WHAT TO DO:
Turn each line of the data below into a JSON list of strings, one string per line, leaving out blank lines.

RECORDS SHOWN:
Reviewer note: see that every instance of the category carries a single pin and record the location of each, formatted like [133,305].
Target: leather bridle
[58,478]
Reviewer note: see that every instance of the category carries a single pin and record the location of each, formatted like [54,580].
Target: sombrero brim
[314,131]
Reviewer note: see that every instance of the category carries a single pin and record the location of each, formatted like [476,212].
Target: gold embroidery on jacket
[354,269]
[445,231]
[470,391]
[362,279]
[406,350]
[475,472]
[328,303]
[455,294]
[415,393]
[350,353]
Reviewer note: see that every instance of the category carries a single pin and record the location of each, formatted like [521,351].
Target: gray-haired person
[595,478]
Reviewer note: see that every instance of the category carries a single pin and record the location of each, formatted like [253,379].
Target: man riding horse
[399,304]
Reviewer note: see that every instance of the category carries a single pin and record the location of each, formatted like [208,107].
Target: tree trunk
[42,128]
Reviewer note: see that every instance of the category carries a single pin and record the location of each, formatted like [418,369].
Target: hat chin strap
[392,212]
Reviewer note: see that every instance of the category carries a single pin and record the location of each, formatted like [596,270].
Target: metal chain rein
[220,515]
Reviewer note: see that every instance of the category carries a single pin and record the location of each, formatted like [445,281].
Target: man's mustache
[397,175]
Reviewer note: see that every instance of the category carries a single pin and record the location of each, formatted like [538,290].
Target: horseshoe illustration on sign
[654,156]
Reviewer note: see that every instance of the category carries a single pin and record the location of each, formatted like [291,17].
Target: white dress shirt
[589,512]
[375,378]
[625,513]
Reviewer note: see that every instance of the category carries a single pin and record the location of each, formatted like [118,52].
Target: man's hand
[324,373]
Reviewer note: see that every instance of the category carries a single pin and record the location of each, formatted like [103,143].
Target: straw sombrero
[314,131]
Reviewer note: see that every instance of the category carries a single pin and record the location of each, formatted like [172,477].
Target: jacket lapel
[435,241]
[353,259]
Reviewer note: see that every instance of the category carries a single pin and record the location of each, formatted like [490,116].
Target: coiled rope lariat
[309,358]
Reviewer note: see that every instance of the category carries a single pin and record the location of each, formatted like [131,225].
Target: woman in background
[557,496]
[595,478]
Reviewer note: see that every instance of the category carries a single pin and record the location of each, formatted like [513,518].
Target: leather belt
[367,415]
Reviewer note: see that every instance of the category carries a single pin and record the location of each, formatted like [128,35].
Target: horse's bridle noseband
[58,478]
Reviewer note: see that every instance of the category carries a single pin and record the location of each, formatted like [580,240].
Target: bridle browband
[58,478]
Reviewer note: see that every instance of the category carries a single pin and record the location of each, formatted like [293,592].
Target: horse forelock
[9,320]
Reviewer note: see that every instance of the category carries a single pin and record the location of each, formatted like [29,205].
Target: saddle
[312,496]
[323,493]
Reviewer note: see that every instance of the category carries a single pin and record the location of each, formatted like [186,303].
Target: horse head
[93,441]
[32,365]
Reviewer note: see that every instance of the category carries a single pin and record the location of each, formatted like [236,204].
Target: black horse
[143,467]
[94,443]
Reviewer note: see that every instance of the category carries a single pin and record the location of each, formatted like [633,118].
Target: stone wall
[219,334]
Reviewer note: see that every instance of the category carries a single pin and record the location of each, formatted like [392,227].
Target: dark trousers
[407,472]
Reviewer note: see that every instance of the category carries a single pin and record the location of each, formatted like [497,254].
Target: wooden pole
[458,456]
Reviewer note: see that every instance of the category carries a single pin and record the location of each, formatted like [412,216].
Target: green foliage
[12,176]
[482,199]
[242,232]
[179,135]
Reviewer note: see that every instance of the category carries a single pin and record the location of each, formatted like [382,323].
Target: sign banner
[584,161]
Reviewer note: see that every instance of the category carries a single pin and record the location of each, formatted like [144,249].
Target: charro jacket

WRITTEN SOLUTION:
[
  "Reviewer note: see that every instance of the category carries a single pin and record the location of each, formatted like [133,305].",
  "Target: leather bridle",
  "[58,478]",
  "Reviewer note: see that every instance of the category carries a single pin and record the location of each, formatted like [54,580].",
  "Target: sombrero brim",
  "[314,131]",
  "Reviewer note: see that every instance of the category carries a single pin and record the location of each, formatted like [476,212].",
  "Target: gold embroidery on jacket",
  "[354,269]",
  "[445,231]",
  "[470,391]",
  "[362,279]",
  "[406,350]",
  "[475,472]",
  "[328,303]",
  "[455,294]",
  "[415,393]",
  "[350,353]",
  "Reviewer note: see that every instance of the category carries a single pin and record the location of each, formatted like [521,351].",
  "Target: gray-haired person",
  "[595,478]",
  "Reviewer note: see that every instance of the category carries a single pin and record the location of each, formatted like [253,379].",
  "Target: man riding horse",
  "[399,304]",
  "Reviewer note: see that every instance of the category carries a single pin and record the location of each, formatted like [208,107].",
  "Target: tree trunk",
  "[42,128]",
  "Reviewer note: see that every instance of the category carries a single pin and record the location of each, formatted like [418,369].",
  "Target: hat chin strap",
  "[392,212]",
  "Reviewer note: see that every instance of the category carries a single pin and record the location of each, formatted like [596,270].",
  "Target: metal chain rein",
  "[220,515]",
  "Reviewer note: see that every instance of the category carries a single pin and record the location of each, formatted like [445,281].",
  "Target: man's mustache",
  "[397,175]",
  "Reviewer note: see that every instance of the category carries a single pin and record the location of each, formatted like [538,290].",
  "Target: horseshoe illustration on sign",
  "[654,156]",
  "Reviewer note: see that every instance of the category carries a single pin and record the location of each, formatted like [291,17].",
  "Target: white dress shirt",
  "[589,512]",
  "[375,378]",
  "[625,513]",
  "Reviewer note: see that every instance of the category carries a single pin and record the location of each, formatted like [118,52].",
  "Target: man's hand",
  "[324,373]",
  "Reviewer note: see that every instance of the category carries a single pin and record the location of each, formatted like [103,143].",
  "Target: straw sombrero",
  "[314,131]",
  "Reviewer note: see that every instance of the category carries a single pin and record the location of each, formatted like [172,477].",
  "Target: jacket lapel",
  "[435,241]",
  "[353,259]",
  "Reviewer note: see that every instance of the category carries a single pin and record the location of each, formatted like [490,116].",
  "Target: coiled rope lariat",
  "[309,358]",
  "Reviewer note: see that every instance of the category carries a single pin and record the location of each, formatted like [131,225].",
  "Target: woman in background",
  "[557,496]",
  "[595,478]",
  "Reviewer note: see that every instance of the category carries a single pin and record the location of each, formatted like [513,518].",
  "Target: leather belt",
  "[367,415]",
  "Reviewer note: see that every instance of the category carries a single pin and record the location of each, formatted like [128,35].",
  "Target: horse's bridle noseband",
  "[58,478]",
  "Reviewer note: see that every instance of the category carries a single pin and record the location of each, formatted like [580,240].",
  "Target: bridle browband",
  "[58,478]",
  "Reviewer note: see that every instance of the category carries a single pin and record the location of each, formatted like [293,592].",
  "Target: horse forelock",
  "[9,320]",
  "Reviewer note: see that every instance of the category carries a single pin and record the location of each, formatted like [29,205].",
  "Target: saddle",
  "[312,496]",
  "[323,493]",
  "Reviewer note: see that every instance of the category carries a single pin and record the location of each, formatted like [186,303].",
  "Target: horse head",
  "[93,441]",
  "[32,365]",
  "Reviewer note: see that every instance of the category carries a single pin and record the location of each, formatted like [236,204].",
  "Target: black horse",
  "[143,467]",
  "[94,443]",
  "Reviewer note: see that every instance of the category carries a single pin and record the location of each, formatted like [633,118].",
  "Target: stone wall",
  "[219,334]",
  "Reviewer note: see that every instance of the category carries a single pin and record the location of each, formatted like [392,227].",
  "Target: dark trousers",
  "[407,472]",
  "Reviewer note: see that every instance of the category carries a single pin and record the location of each, formatted like [497,254].",
  "Target: wooden pole",
  "[458,456]",
  "Reviewer note: see that every instance of the category carries a single pin and record the location of each, formatted like [412,216].",
  "Target: green foliage",
  "[12,176]",
  "[482,199]",
  "[242,232]",
  "[179,135]",
  "Reviewer note: see that every instance of the category carries a single pin and record the location of each, formatted like [382,323].",
  "Target: sign banner",
  "[584,161]",
  "Reviewer note: see that every instance of the category carries a single pin and record the location of each, formatted like [144,249].",
  "Target: charro jacket"
]